- _I TUOI COMPITI_
1. Rispondi alle domande sul testo sulla legge 40, con le risposte segnate (a), (b), (c):
(a) Su quale radio il ministro ha rilasciato la lunga intervista?
(b) Secondo l'articolo 4, a chi era destinata la legge 40?
(c) Quale paese viene citato come esempio di selezione dei figli dettata da un potere pubblico?
2. Stabilisci se ciascuna affermazione concorda con il testo sulla legge 40. Rispondi sì o no e cita le parole del testo che lo decidono.
(a) Il ministro ha definito l'emanazione delle linee guida un adempimento puramente tecnico.
(b) La legge 40 prevedeva la categoria dei genitori portatori di malattie genetiche.
(c) Secondo il testo, l'eugenetica cattiva e quella buona portano a risultati diversi.
3. Prosegui il testo sulla legge 40 a partire dall'ultima frase riportata.

Bimbo, declina il tuo Dna. E ti ammetteremo nel nostro mondo
Pure nell’affanno del passaggio di consegne e dell’imminente trasloco il ministro Livia Turco ha trovato il tempo per ribadire, in una lunga intervista su “Radio 24”, il rigore del suo operato quanto all’emanazione delle linee guida della legge 40 . Si è trattato di un adempimento puramente «tec-ni-co», ha scandito più volte, tesa a fugare le accuse di quanti vedono nell’apertura all’analisi pre-impianto degli embrioni un tentativo di rovesciamento del dettato legislativo. Ma della scorrettezza di linee guida esalate in articulo mortis da un Governo con le ore contate questo giornale ha già scritto.
Piuttosto, colpiscono alcune argomentazioni del ministro in difesa della analisi pre-impianto, nel caso di genitori portatori di malattie genetiche (categoria che peraltro la legge 40 non prevedeva, essendo destinata – articolo 4 – alle sole coppie sterili). Dunque secondo la Turco la legge vieta, sì, ogni selezione eugenetica.
La selezione praticata da una coppia malata non tenderebbe però a sopprimere la malformazione, ma, in analogia con quanto afferma la legge sull’aborto, a proteggere la salute psichica della madre, che dalla malformazione del figlio verrebbe messa in pericolo. Ci sarebbe dunque, pare di capire, una eugenetica “cattiva”, quella progettata dagli Stati totalitari, e una eugenetica “buona”, a carattere privato e familiare. Ragione della prima è la eliminazione dalla società degli individui imperfetti, della seconda la difesa della serenità e dell’equilibrio dei genitori. Una differenza fine, anche se poi il risultato di eugenetica cattiva e buona è uguale: la eliminazione del nascituro inadeguato.
In effetti, la posizione della Turco riflette un diffuso pensiero: la selezione dei figli dettata da un potere pubblico, come oggi in Cina con le figlie femmine è, naturalmente, inaccettabile; quella dovuta a ragioni private è lecita, e quasi una premurosa attenzione.

- _INFORMAZIONI_

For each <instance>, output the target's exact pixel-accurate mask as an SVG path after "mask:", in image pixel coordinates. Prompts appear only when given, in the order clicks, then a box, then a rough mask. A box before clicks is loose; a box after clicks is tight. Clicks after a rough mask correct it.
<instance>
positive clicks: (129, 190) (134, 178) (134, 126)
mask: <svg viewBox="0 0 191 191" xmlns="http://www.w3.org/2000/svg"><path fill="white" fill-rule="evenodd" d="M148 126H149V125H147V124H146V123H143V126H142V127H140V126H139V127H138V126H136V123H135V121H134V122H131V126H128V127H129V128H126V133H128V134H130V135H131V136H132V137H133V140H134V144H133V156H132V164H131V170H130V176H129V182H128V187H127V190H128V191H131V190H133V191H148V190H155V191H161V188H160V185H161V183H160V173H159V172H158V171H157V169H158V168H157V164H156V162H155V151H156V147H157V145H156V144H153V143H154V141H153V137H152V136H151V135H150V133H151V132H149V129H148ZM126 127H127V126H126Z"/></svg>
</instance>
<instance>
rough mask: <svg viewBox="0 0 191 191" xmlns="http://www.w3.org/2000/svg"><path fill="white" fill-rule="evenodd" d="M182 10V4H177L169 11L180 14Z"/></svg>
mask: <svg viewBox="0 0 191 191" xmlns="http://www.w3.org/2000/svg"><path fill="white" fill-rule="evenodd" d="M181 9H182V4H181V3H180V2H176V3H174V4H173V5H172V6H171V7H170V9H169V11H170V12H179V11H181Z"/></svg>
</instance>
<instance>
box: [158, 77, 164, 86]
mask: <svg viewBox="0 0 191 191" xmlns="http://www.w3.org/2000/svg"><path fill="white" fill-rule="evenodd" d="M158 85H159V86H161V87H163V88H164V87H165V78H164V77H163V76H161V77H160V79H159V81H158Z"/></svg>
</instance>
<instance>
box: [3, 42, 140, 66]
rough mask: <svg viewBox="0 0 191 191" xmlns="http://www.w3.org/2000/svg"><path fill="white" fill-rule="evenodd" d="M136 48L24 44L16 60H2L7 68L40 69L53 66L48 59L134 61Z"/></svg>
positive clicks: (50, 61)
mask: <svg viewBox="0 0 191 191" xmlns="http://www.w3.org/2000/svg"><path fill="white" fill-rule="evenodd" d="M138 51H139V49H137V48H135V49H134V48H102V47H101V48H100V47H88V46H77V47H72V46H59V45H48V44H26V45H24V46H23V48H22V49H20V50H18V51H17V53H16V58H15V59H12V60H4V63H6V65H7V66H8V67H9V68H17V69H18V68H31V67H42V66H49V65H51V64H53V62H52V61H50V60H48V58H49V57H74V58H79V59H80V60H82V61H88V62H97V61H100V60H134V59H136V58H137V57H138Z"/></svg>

- _RISPOSTE AI COMPITI_
1.
(a) Su "Radio 24".
(b) Alle sole coppie sterili.
(c) La Cina, con le figlie femmine.

2.
(a) Sì: "Si è trattato di un adempimento puramente «tec-ni-co»".
(b) No: "categoria che peraltro la legge 40 non prevedeva".
(c) No: "il risultato di eugenetica cattiva e buona è uguale: la eliminazione del nascituro inadeguato".

3.
Lo ha chiarito lo stesso ministro, parlando non solo di un diritto, “ma anche di un dovere” delle coppie a conoscere con ogni indagine la salute dell’embrione. “Non si tratta di eugenetica – ha spiegato – ma di un principio etico morale che fa riferimento alla capacità di accoglienza del figlio”.
Da una norma che si proponeva solo di aiutare le coppie sterili si passa di fatto alla liceità del sezionamento della creatura in fieri, onde accertare senormale abbastanza perchi genitori ne reggano l’accoglienza. Lo spirito originario della legge , si direbbe, si è un po’ allargato. È questo «dovere» dei genitori di conoscere eventuali malformazioni del nascituro, che ci preoccupa. E non solo perché prelude, quasi inevitabilmente, al rifiuto di quel figlio. Ma proprio per il pensiero che sta dietro questa pretesa. Quasi un chiedere alla creatura generata di declinare il suo Dna, come un passaporto per essere ammesso in questo mondo. Se il passaporto non è in regola, espulso: come un clandestino che tenti il passaggio in Occidente. Non solo un «diritto» dei genitori verificare un Dna regolare, ma un «dovere». Quasi fosse eticamente scorretto accettare un figlio come viene, coi suoi difetti e magari i suoi handicap. Quasi fosse irresponsabile lasciarlo entrare nel mondo senza indagarlo preventivamente – con quel che costa socialmente, oggigiorno, assistere certi malati.
La eugenetica privata, e quindi corretta; e «il diritto alla salute»che si metamorfizza quasi in un imperativo a mettere al mondo figli sani. Più ancora che le linee guida, è la filosofia del ministro a preoccuparci. E quell’ansia – a referendum perduto, a mandato scaduto – di sistemare le cose, comunque, nel modo «giusto»– giusto secondo un pensiero in cui la maggioranza degli italiani non si riconosce.